▼▼▼
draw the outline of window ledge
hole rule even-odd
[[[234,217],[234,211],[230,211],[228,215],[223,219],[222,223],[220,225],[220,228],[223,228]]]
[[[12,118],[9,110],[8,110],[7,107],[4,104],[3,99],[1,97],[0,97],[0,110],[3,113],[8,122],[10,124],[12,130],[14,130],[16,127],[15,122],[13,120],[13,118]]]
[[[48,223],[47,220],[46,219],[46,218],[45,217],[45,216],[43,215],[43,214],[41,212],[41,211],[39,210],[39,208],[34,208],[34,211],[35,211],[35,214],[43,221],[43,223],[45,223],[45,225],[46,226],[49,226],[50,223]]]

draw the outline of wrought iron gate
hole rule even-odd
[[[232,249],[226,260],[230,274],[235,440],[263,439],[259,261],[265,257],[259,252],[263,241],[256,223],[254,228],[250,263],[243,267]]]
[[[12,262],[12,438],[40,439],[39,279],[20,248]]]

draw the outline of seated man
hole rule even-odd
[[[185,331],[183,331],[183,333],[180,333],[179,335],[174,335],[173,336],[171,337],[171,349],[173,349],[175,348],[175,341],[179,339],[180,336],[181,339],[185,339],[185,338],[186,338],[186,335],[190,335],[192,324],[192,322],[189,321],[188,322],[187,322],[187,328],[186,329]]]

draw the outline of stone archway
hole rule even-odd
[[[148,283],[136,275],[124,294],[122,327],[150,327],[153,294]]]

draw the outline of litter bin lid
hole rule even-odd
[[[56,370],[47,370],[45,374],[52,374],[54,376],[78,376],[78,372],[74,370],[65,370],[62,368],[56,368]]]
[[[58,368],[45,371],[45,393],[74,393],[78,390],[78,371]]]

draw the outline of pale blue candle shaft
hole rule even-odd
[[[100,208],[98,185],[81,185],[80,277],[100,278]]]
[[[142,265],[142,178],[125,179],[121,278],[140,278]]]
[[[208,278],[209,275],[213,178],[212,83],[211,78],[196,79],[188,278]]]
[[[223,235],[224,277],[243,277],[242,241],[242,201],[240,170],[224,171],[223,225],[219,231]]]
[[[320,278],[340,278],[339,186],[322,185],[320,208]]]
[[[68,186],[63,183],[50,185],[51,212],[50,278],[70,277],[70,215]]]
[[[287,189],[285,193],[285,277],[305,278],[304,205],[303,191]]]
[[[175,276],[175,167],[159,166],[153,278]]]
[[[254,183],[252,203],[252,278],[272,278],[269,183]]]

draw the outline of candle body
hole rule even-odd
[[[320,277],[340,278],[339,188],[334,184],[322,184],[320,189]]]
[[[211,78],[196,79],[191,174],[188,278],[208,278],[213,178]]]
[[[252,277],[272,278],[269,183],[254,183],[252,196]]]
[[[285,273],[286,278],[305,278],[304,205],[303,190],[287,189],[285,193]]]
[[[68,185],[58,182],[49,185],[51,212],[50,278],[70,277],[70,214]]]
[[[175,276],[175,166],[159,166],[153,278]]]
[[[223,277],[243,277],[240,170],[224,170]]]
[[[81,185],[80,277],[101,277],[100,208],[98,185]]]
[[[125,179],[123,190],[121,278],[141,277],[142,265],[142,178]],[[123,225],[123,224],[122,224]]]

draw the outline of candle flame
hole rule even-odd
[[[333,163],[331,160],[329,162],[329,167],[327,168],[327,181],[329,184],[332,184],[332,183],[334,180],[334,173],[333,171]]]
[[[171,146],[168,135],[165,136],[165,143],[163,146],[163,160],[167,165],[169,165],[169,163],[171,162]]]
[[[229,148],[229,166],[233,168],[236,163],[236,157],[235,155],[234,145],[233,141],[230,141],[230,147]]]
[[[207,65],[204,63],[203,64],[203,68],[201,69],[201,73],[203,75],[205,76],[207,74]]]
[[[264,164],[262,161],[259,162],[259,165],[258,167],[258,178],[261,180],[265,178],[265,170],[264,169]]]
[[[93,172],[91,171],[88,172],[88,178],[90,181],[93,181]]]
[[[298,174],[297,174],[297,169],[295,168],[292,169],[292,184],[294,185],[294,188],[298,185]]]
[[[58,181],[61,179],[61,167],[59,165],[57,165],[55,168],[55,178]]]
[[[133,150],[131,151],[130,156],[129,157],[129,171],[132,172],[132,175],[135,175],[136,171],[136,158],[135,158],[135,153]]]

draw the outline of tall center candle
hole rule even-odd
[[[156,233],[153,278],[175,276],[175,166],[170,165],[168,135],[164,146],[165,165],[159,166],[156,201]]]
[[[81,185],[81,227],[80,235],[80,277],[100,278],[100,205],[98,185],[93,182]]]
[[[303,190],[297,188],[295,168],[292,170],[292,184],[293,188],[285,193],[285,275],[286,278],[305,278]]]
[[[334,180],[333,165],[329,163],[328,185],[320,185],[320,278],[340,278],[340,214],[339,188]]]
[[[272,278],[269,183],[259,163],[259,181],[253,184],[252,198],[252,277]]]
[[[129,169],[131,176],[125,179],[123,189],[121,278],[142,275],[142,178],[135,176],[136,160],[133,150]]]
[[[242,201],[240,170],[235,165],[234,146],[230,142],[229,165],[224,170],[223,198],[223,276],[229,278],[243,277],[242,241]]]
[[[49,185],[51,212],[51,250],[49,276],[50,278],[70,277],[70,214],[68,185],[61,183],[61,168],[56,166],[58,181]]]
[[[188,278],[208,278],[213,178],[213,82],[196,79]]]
▲▲▲
Rewrite the lines starting at the one that contains "draw the outline of wrought iron gate" and ending at the one that contains "[[[58,368],[45,371],[45,393],[74,393],[78,390],[78,371]]]", replacing "stone archway" with "brick archway" and leaving everything else as it is. Give only those lines.

draw the outline of wrought iron gate
hole rule even-odd
[[[232,249],[226,260],[230,274],[235,440],[263,439],[259,261],[265,257],[259,252],[263,241],[256,223],[254,228],[250,263],[243,267]]]
[[[12,262],[12,438],[40,439],[39,279],[20,248]]]

draw the outline of seated man
hole rule even-odd
[[[185,331],[183,331],[183,333],[180,333],[179,335],[174,335],[173,336],[171,337],[171,349],[173,349],[175,348],[175,341],[179,339],[180,336],[181,339],[185,339],[185,338],[186,338],[186,335],[190,335],[192,324],[192,322],[189,321],[188,322],[187,322],[187,328],[186,329]]]

draw the outline of brick archway
hole rule even-odd
[[[148,283],[136,275],[124,294],[122,327],[150,327],[153,294]]]

draw the outline of litter bin lid
hole rule even-odd
[[[56,370],[47,370],[45,374],[52,374],[54,376],[78,376],[78,372],[74,370],[65,370],[62,368],[56,368]]]
[[[58,368],[45,371],[45,393],[74,393],[78,390],[78,371]]]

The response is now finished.